Source document

★ ★ ★ ★ ★

There is much, much more in the literature of the early Church, but for brevity's sake, I won't go into it here.  Suffice it to say that there can be NO DOUBT that what the Christian Church taught from the MOMENT OF THE LAST SUPPER, when Christ instituted the Eucharist... is that Christ was truly present - body, blood, soul and divinity - in these unimpressive earthly elements of consecrated bread and wine.  Today, those who would claim it is a "symbol" only - they are those who, like the crowd at the synagogue in Capernum, find the truth too hard a concept to accept.  

So... HOW does it happen?   How does bread and wine become Christ's flesh and blood?  THAT is what transubstantiation is.  It is different than annihilism, and consubstantiation - two other dogmas that still teach the True Presence in the Eucharist, but differ in the "how".    Annihilism teaches that once the bread and wine become Christ, the bread and wine no longer exist - they are annihilated.  Consubstantiation teaches that Christ comes to be in the bread and wine, but the bread and wine don't go away - they reside side by side with Christ - a dual nature.

I have never had to defend my Catholic faith against annihilism - and I honestly don't know if any Christian sect adheres to this concept as did heretics in early times (it smacks of Gnosticism, really).  But consubstantiation is alive and well, and, being married to a Lutheran - it's a topic of discussion that has come up in my very home.  Historically, I've always taken a somewhat "agnostic" approach to the "HOW", saying "I don't know HOW Christ comes to be in to the Eucharist, but He DOES.  I was commanded by Christ to 'take and eat', not 'take and understand'."  I can rely on faith that God works through the words of consecration and performs a miracle each and every Sunday, without having to understand how that whole process works.

★ ★ ★ ★ ★

Required actions
1. Reproduce the section of the passage on the Eucharist that opens with the words containing "So... HOW does it" and closes with "a dual nature.".
2. Name every doctrine that the passage on the Eucharist gives for how Christ comes to be present in the bread and wine.
3. Answer these questions from the passage on the Eucharist:
(a) According to annihilism, what happens to the bread and wine once they become Christ?
(b) What is the faith of the person the writer is married to?
(c) Which crowd are those who call the Eucharist a "symbol" only compared to?

(Point annotation records)
★ ★ ★ ★ ★

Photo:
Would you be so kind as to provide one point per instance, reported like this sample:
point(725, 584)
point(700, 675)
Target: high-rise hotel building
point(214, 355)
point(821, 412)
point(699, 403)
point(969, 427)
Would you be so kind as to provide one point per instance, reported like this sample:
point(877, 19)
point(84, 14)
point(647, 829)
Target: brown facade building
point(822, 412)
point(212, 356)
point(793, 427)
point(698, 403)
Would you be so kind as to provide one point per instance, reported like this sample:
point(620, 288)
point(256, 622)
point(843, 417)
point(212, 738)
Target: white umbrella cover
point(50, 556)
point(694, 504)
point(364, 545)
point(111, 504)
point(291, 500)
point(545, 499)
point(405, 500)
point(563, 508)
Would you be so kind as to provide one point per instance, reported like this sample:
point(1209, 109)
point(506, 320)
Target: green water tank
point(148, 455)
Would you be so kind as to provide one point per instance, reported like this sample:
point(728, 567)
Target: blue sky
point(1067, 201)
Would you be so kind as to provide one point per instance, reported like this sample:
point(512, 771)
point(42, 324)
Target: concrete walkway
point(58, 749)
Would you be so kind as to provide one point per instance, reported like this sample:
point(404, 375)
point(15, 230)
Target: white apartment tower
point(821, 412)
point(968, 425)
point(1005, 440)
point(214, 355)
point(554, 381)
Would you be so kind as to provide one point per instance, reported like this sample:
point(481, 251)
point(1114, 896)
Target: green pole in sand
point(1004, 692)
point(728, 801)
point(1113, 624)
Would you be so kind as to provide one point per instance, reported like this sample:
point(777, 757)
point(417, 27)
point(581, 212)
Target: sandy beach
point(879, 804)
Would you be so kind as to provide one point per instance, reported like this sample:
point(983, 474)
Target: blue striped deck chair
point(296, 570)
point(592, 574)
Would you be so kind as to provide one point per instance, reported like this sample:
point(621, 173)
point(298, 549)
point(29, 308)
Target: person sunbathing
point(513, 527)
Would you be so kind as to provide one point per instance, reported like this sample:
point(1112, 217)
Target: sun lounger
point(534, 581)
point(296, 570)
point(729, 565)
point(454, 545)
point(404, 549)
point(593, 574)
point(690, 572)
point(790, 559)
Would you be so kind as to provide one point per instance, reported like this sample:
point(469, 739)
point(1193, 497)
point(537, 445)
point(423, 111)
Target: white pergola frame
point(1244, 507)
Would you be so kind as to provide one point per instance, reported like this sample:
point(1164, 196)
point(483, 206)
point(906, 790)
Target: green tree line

★ ★ ★ ★ ★

Solutions per task
1.
So... HOW does it happen?   How does bread and wine become Christ's flesh and blood?  THAT is what transubstantiation is.  It is different than annihilism, and consubstantiation - two other dogmas that still teach the True Presence in the Eucharist, but differ in the "how".    Annihilism teaches that once the bread and wine become Christ, the bread and wine no longer exist - they are annihilated.  Consubstantiation teaches that Christ comes to be in the bread and wine, but the bread and wine don't go away - they reside side by side with Christ - a dual nature.

2. Transubstantiation, annihilism, consubstantiation

3.
(a) They no longer exist; they are annihilated.
(b) Lutheran.
(c) The crowd at the synagogue in Capernum.